» Work instructions: A faithful, word-for-word transcription of all the data is what is needed.

(Region pointing data)
[Start of section]
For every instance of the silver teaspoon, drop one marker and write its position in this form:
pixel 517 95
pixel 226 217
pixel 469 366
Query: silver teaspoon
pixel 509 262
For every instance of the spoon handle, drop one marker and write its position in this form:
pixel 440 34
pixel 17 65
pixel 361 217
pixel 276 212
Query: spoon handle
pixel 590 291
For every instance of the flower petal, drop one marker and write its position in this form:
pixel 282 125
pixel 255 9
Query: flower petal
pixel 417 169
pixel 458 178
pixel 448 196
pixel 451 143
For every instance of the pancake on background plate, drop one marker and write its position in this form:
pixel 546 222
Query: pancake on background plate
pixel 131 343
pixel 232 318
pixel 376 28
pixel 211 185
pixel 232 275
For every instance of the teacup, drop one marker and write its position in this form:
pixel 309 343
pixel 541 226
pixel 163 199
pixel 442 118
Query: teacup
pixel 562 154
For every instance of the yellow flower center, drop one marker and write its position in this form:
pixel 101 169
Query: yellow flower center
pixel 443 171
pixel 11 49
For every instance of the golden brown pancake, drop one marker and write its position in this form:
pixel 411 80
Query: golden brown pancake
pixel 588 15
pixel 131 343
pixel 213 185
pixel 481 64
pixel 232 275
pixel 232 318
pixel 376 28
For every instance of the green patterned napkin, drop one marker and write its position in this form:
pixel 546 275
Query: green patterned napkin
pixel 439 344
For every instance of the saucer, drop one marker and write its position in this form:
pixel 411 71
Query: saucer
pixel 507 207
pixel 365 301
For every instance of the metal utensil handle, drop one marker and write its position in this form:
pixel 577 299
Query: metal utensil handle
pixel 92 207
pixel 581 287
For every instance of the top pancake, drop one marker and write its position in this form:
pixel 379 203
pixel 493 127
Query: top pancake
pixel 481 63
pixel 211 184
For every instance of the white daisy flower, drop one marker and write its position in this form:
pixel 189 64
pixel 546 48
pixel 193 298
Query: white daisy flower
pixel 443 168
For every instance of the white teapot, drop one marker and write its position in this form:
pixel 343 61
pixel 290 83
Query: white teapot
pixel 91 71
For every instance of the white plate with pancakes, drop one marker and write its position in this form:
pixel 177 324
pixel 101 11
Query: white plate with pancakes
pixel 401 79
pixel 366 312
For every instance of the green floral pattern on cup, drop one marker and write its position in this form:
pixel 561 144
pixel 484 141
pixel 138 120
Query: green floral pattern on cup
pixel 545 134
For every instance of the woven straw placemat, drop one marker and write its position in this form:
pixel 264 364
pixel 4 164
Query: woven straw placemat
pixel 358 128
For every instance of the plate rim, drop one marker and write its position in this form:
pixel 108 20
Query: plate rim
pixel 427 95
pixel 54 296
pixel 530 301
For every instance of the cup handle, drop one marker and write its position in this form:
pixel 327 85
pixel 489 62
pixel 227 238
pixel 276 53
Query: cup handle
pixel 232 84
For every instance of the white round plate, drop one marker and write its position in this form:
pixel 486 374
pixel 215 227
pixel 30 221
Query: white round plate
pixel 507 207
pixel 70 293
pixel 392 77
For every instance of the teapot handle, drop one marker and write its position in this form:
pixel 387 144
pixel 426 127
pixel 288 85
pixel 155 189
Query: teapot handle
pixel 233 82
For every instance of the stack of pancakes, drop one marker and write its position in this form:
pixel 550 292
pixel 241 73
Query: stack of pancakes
[End of section]
» Solution to the problem:
For every instance of the silver teaspoon, drop one marker and write its position in this form:
pixel 517 95
pixel 226 217
pixel 469 366
Query: silver teaspoon
pixel 509 262
For every instance of the spoon handle, drop one marker and write its position in this form:
pixel 440 34
pixel 17 65
pixel 361 217
pixel 276 212
Query: spoon handle
pixel 590 291
For every instance of the flower petal, drop one marker and write its position in this form:
pixel 282 125
pixel 255 9
Query: flower petal
pixel 417 169
pixel 458 178
pixel 448 196
pixel 451 143
For every instance of the pancake on background plate, drop one marker and write its position in this form:
pixel 546 222
Query: pancake on background plate
pixel 131 343
pixel 232 318
pixel 376 28
pixel 211 185
pixel 232 275
For every instance of the teacup, drop one marker and write its position in this form:
pixel 309 343
pixel 541 226
pixel 163 199
pixel 442 118
Query: teacup
pixel 562 154
For every instance of the yellow flower center, drop one marker and write its position in this form:
pixel 101 169
Query: yellow flower center
pixel 443 171
pixel 11 49
For every instance of the golden brown pancake, drop one marker and write its position in this form:
pixel 411 80
Query: golden brown pancake
pixel 588 15
pixel 131 343
pixel 213 185
pixel 481 64
pixel 232 275
pixel 232 318
pixel 376 28
For every instance of the green patterned napkin, drop one marker and write its position in this form:
pixel 546 275
Query: green patterned napkin
pixel 439 344
For every instance of the saucer, drop one marker and write its position in this form:
pixel 411 71
Query: saucer
pixel 507 207
pixel 365 301
For every instance of the metal utensil handle, drop one marker and write its position in this form:
pixel 577 299
Query: metal utensil handle
pixel 92 207
pixel 581 287
For every instance of the top pancake, drop one marker and write its position in this form:
pixel 379 203
pixel 493 127
Query: top pancake
pixel 481 63
pixel 211 184
For every instance of the white daisy flower, drop one marker and write its position in this form:
pixel 189 64
pixel 546 48
pixel 193 298
Query: white daisy flower
pixel 443 168
For every instance of the white teapot, drop one marker and write its position in this form:
pixel 343 61
pixel 290 83
Query: white teapot
pixel 91 71
For every instance of the white plate with pancakes, drop one marker and write its position in this form:
pixel 177 324
pixel 101 11
Query: white plate with pancakes
pixel 401 79
pixel 366 312
For every instance of the green floral pattern on cup, drop one marker and write its position in this form:
pixel 561 144
pixel 484 141
pixel 138 120
Query: green floral pattern on cup
pixel 545 134
For every instance of the woven straw placemat, drop one marker and write its position in this form:
pixel 264 364
pixel 4 164
Query: woven straw placemat
pixel 358 128
For every instance of the plate rim, drop one marker and write its position in this form:
pixel 108 20
Query: plate rim
pixel 427 95
pixel 54 296
pixel 530 301
For every instance of the cup handle, drop one marker and write its position in this form:
pixel 327 85
pixel 489 62
pixel 227 238
pixel 276 53
Query: cup handle
pixel 232 84
For every instance of the white round plate, drop one marker and write its position in this form:
pixel 486 374
pixel 215 227
pixel 30 221
Query: white round plate
pixel 507 207
pixel 70 293
pixel 392 77
For every instance of the teapot handle, drop one marker and write its position in this form:
pixel 387 144
pixel 426 127
pixel 288 85
pixel 155 189
Query: teapot handle
pixel 233 82
For every instance of the stack of pancakes, drop one marker and write its position in this form:
pixel 550 292
pixel 241 73
Query: stack of pancakes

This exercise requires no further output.